● BRIEF
Please copy out the listing below word for word, starting at its beginning and going on through the line that contains "box: [522, 308, 586, 343]", including that line. Leave the pictures out of your answer.

(INPUT FOR THIS TASK)

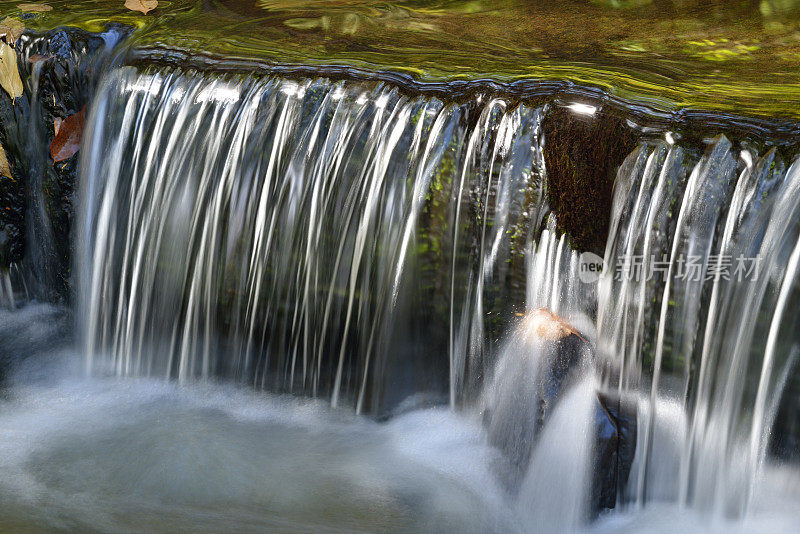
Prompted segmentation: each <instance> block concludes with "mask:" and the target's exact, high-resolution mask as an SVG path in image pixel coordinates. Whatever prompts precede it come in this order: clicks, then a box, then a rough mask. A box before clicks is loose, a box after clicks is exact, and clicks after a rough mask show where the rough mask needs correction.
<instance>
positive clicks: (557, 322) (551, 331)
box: [522, 308, 586, 343]
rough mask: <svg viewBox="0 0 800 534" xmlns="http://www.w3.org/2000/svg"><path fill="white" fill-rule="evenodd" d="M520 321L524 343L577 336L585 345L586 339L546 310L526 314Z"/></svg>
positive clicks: (555, 339) (562, 318)
mask: <svg viewBox="0 0 800 534" xmlns="http://www.w3.org/2000/svg"><path fill="white" fill-rule="evenodd" d="M522 321H523V326H522V328H523V330H524V331H525V340H526V341H535V340H536V339H546V340H549V341H558V340H560V339H564V338H565V337H567V336H577V337H578V338H580V339H581V340H582V341H583V342H584V343H586V339H585V338H584V337H583V336H582V335H581V334H580V332H578V331H577V330H576V329H575V328H574V327H573V326H572V325H570V324H569V323H568V322H567V321H565V320H564V319H563V318H561V317H559V316H558V315H556V314H555V313H553V312H552V311H550V310H548V309H547V308H536V309H535V310H533V311H530V312H528V313H527V314H525V316H524V318H523V320H522Z"/></svg>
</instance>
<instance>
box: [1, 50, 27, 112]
mask: <svg viewBox="0 0 800 534" xmlns="http://www.w3.org/2000/svg"><path fill="white" fill-rule="evenodd" d="M0 87H2V88H3V89H5V91H6V93H8V94H9V96H10V97H11V99H12V100H13V99H15V98H17V97H18V96H22V79H21V78H20V77H19V69H17V53H16V52H15V51H14V49H13V48H11V47H10V46H9V45H7V44H6V43H4V42H2V41H0Z"/></svg>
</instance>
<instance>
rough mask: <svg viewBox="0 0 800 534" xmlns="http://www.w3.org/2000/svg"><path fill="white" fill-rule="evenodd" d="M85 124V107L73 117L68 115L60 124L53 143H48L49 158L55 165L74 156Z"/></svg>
mask: <svg viewBox="0 0 800 534" xmlns="http://www.w3.org/2000/svg"><path fill="white" fill-rule="evenodd" d="M85 122H86V106H84V107H83V109H81V110H80V111H79V112H78V113H76V114H75V115H70V116H69V117H67V118H66V119H64V121H63V122H62V123H61V126H59V128H58V132H57V133H56V136H55V138H54V139H53V142H52V143H50V157H52V158H53V161H54V162H55V163H58V162H59V161H64V160H67V159H69V158H71V157H72V156H74V155H75V154H76V153H77V152H78V150H79V149H80V148H81V137H82V136H83V125H84V123H85Z"/></svg>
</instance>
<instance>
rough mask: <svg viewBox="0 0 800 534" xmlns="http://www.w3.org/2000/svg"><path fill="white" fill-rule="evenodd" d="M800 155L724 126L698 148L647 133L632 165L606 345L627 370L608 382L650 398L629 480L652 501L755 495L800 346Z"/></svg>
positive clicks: (622, 369)
mask: <svg viewBox="0 0 800 534" xmlns="http://www.w3.org/2000/svg"><path fill="white" fill-rule="evenodd" d="M798 169H800V167H798V165H797V163H794V164H793V165H791V166H790V168H789V169H788V170H786V168H785V166H784V165H783V163H782V162H781V161H780V158H779V157H778V156H777V155H776V153H775V151H774V150H771V151H769V152H767V153H765V154H764V155H762V156H761V157H759V156H758V154H756V153H755V151H753V150H752V149H750V148H748V147H746V146H745V147H743V148H741V149H740V150H739V151H738V153H737V152H736V151H735V149H734V147H733V145H732V144H731V143H730V142H729V141H728V140H727V139H725V138H724V137H720V138H717V139H715V140H713V142H711V143H710V145H709V147H708V149H707V151H706V153H705V154H704V155H703V156H702V157H701V158H700V159H699V160H696V159H694V158H693V157H692V156H691V155H690V154H687V153H685V152H684V151H683V150H682V149H681V148H679V147H677V146H673V145H671V144H668V143H661V144H655V145H644V146H642V147H640V148H639V149H638V150H637V151H636V152H634V153H633V154H631V156H630V157H629V158H628V159H627V160H626V162H625V164H623V166H622V168H621V169H620V172H619V175H618V179H617V183H616V186H615V201H614V210H613V216H612V217H613V218H612V224H611V232H610V237H609V241H608V244H607V248H606V254H605V263H606V267H607V269H606V271H605V272H604V274H603V277H602V279H601V281H600V284H599V286H598V299H599V311H598V338H599V339H598V348H599V351H600V353H601V354H602V355H604V356H605V357H606V358H608V359H609V360H610V361H611V362H612V367H613V368H615V369H616V370H617V372H616V373H615V374H613V375H612V376H611V377H610V378H609V380H608V383H609V385H610V386H612V387H616V388H618V389H619V390H620V391H622V392H628V393H631V394H634V395H636V396H641V399H642V401H641V407H640V414H639V417H640V420H641V424H640V428H641V429H642V433H641V434H640V440H639V443H638V444H637V459H636V462H635V465H634V472H633V474H632V476H631V481H632V482H631V484H630V485H629V489H628V492H629V494H630V497H631V498H632V499H633V500H634V501H635V502H636V503H637V504H638V505H639V506H643V505H644V504H646V503H649V502H653V501H674V502H678V503H681V504H682V505H688V506H691V507H693V508H696V509H700V510H710V511H713V512H714V513H715V514H716V515H719V516H734V517H738V516H741V515H743V514H744V513H745V512H746V510H747V508H748V503H749V501H750V496H751V495H753V493H754V486H755V485H756V484H757V483H758V480H759V478H758V473H759V471H760V468H761V466H762V465H763V462H764V458H765V456H766V452H767V443H768V440H769V433H770V430H771V427H772V422H773V420H774V414H775V406H776V405H777V403H778V402H779V400H780V398H781V397H782V395H783V388H784V385H785V384H786V382H787V377H788V373H789V370H790V369H791V367H792V366H793V365H794V359H795V358H796V356H794V354H796V349H794V348H793V346H794V344H795V343H796V341H793V340H794V339H795V336H794V334H792V333H790V332H788V331H787V330H786V329H787V328H789V326H788V325H790V324H792V323H791V322H790V321H791V318H789V317H785V311H786V309H787V302H788V301H789V299H790V298H791V296H792V295H793V291H794V287H795V279H796V276H795V275H796V269H797V263H798V258H800V250H796V249H797V247H796V246H795V244H796V242H797V239H798V229H797V221H798V216H800V213H798V208H797V206H798V200H800V197H798V185H797V184H798V182H797V178H798V177H797V173H798ZM687 175H688V176H687ZM737 175H738V176H737ZM743 262H750V263H749V266H750V267H748V268H744V267H742V264H743ZM753 266H754V267H753ZM751 267H752V269H751ZM793 315H794V314H792V316H793ZM779 332H783V333H784V336H783V337H781V338H780V339H781V343H780V348H778V339H779V336H778V333H779ZM776 360H778V362H779V363H777V365H776ZM776 369H777V370H779V371H780V372H777V373H776ZM754 385H755V387H753V386H754Z"/></svg>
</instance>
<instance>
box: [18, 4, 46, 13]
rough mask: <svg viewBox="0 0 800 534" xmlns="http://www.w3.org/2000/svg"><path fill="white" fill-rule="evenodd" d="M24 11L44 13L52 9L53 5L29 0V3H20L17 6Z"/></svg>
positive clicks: (22, 10) (21, 10) (26, 11)
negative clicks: (50, 5) (45, 3)
mask: <svg viewBox="0 0 800 534" xmlns="http://www.w3.org/2000/svg"><path fill="white" fill-rule="evenodd" d="M17 7H18V8H19V9H20V10H21V11H22V12H23V13H44V12H45V11H52V10H53V6H48V5H47V4H41V3H39V2H29V3H27V4H20V5H18V6H17Z"/></svg>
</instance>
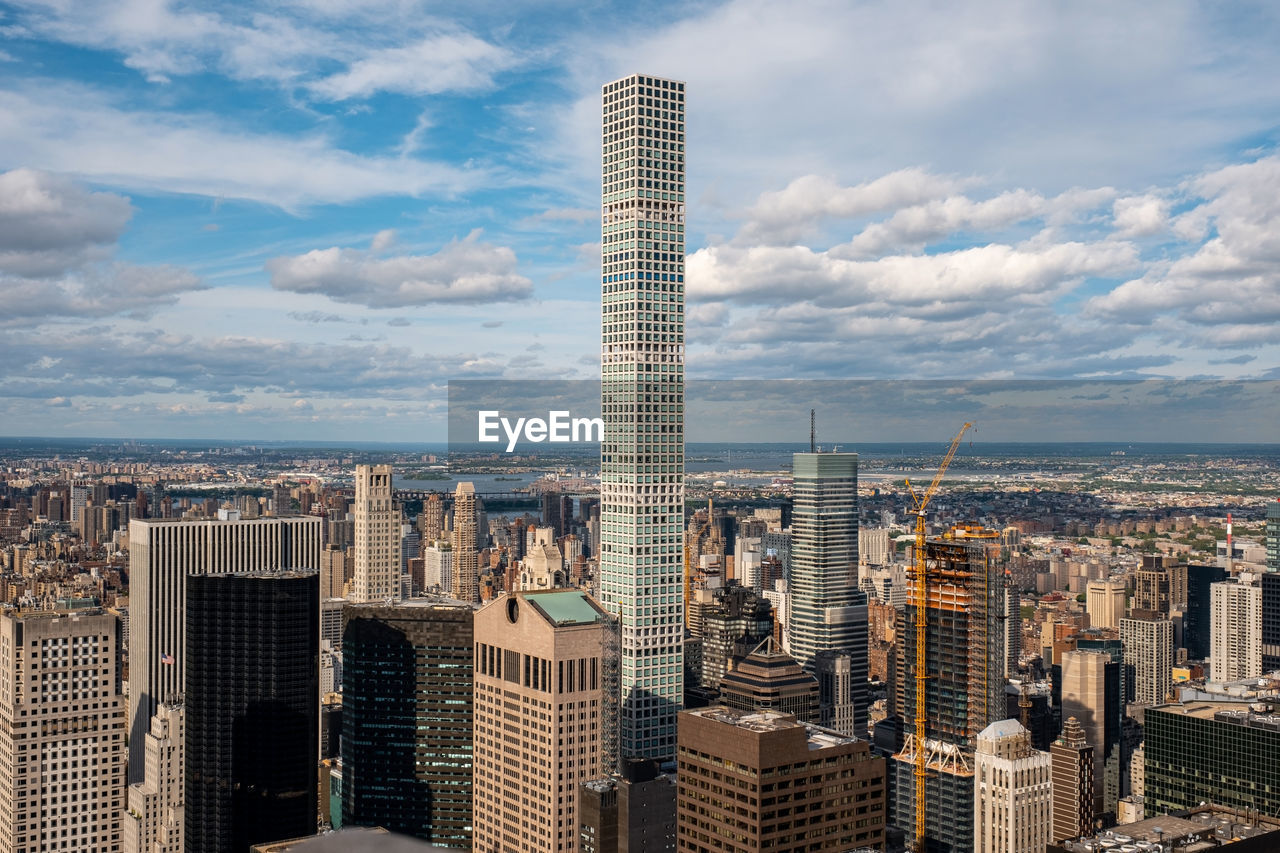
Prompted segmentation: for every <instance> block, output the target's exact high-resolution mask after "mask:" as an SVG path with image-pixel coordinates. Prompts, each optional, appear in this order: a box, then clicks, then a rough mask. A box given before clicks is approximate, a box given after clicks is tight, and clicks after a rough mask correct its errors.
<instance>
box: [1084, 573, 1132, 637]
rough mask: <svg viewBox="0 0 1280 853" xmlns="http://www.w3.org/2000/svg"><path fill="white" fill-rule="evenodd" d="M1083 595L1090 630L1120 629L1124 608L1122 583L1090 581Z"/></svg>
mask: <svg viewBox="0 0 1280 853" xmlns="http://www.w3.org/2000/svg"><path fill="white" fill-rule="evenodd" d="M1084 594H1085V603H1084V607H1085V610H1087V611H1088V613H1089V626H1091V628H1120V620H1121V619H1124V607H1125V588H1124V581H1120V580H1116V581H1112V580H1091V581H1089V585H1088V587H1085V590H1084Z"/></svg>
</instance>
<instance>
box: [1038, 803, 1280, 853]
mask: <svg viewBox="0 0 1280 853" xmlns="http://www.w3.org/2000/svg"><path fill="white" fill-rule="evenodd" d="M1125 848H1129V849H1125ZM1277 849H1280V820H1276V818H1275V817H1271V816H1267V815H1261V813H1258V812H1256V811H1248V809H1231V808H1224V807H1220V806H1217V804H1212V803H1203V804H1201V806H1197V807H1196V808H1190V809H1187V811H1180V809H1179V811H1174V812H1171V813H1164V815H1158V816H1155V817H1148V818H1146V820H1140V821H1137V822H1133V824H1126V825H1124V826H1115V827H1112V829H1107V830H1102V831H1100V833H1092V831H1091V833H1085V834H1083V836H1082V838H1076V839H1073V840H1069V841H1061V843H1059V844H1050V845H1048V847H1047V848H1046V853H1097V852H1100V850H1107V852H1111V850H1117V852H1120V853H1137V852H1139V850H1142V852H1146V850H1152V852H1153V853H1203V852H1204V850H1222V853H1272V850H1277Z"/></svg>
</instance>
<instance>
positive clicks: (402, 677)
mask: <svg viewBox="0 0 1280 853" xmlns="http://www.w3.org/2000/svg"><path fill="white" fill-rule="evenodd" d="M343 622H344V626H343V633H342V651H343V678H342V683H343V684H342V686H343V690H342V702H343V707H342V774H343V792H342V793H343V797H342V822H343V825H344V826H381V827H385V829H388V830H390V831H393V833H398V834H402V835H412V836H415V838H420V839H422V840H426V841H431V843H434V844H438V845H442V847H470V844H471V839H472V830H471V827H472V821H471V795H472V794H471V785H472V739H474V730H472V726H474V713H472V703H474V701H472V657H474V654H475V648H474V634H472V611H471V606H470V605H468V603H466V602H454V601H449V599H430V598H426V599H407V601H402V602H398V603H384V605H348V606H347V607H346V608H344V610H343Z"/></svg>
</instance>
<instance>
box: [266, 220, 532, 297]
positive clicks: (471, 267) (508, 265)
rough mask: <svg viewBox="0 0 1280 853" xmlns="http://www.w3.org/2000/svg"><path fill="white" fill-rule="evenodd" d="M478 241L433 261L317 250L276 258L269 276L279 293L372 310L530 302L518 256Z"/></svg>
mask: <svg viewBox="0 0 1280 853" xmlns="http://www.w3.org/2000/svg"><path fill="white" fill-rule="evenodd" d="M476 237H477V236H476V234H471V236H468V237H467V238H466V240H454V241H452V242H451V243H448V245H447V246H444V247H443V248H442V250H440V251H439V252H436V254H434V255H402V256H396V257H376V256H374V254H372V252H366V251H362V250H358V248H338V247H333V248H317V250H312V251H310V252H306V254H305V255H296V256H287V257H273V259H271V260H269V261H268V263H266V270H268V272H269V273H270V274H271V287H274V288H275V289H278V291H293V292H297V293H323V295H325V296H328V297H330V298H333V300H337V301H339V302H355V304H358V305H367V306H370V307H406V306H426V305H431V304H439V302H461V304H479V302H500V301H506V300H522V298H527V297H529V296H530V295H531V292H532V284H531V283H530V280H529V279H527V278H525V277H524V275H520V274H518V273H517V272H516V254H515V252H513V251H511V248H507V247H506V246H492V245H489V243H481V242H479V241H477V240H476Z"/></svg>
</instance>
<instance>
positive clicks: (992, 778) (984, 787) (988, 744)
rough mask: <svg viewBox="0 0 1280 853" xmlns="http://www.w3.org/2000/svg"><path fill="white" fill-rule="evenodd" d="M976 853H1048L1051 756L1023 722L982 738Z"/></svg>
mask: <svg viewBox="0 0 1280 853" xmlns="http://www.w3.org/2000/svg"><path fill="white" fill-rule="evenodd" d="M973 812H974V815H973V830H974V833H973V849H974V853H1043V850H1044V847H1046V845H1047V844H1048V843H1050V831H1051V829H1052V825H1053V785H1052V767H1051V762H1050V754H1048V753H1047V752H1039V751H1037V749H1033V748H1032V734H1030V733H1029V731H1028V730H1027V729H1024V727H1023V725H1021V724H1020V722H1018V720H1001V721H998V722H992V724H991V725H989V726H987V727H986V729H983V730H982V733H980V734H979V735H978V747H977V749H975V752H974V761H973Z"/></svg>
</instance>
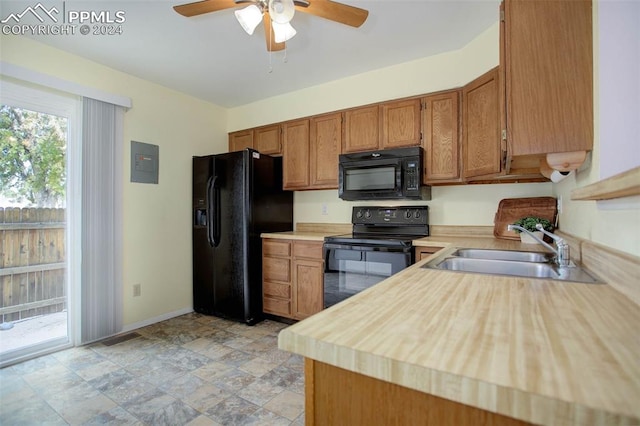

(End INPUT FOR THIS TASK)

● EXPECTED ANSWER
Prompted segmentation: each <instance> block concludes with "mask:" and the target's exact, high-resolution mask as an SVG path in image pixel coordinates. Whatever prompts precede it come in this order: clicks, then a box, then a rough mask. A box before clicks is loose, a box after clicks is exact, and clicks after a rough mask show where the rough mask needs correction.
<instance>
positive clicks: (557, 322) (551, 331)
box: [522, 308, 586, 343]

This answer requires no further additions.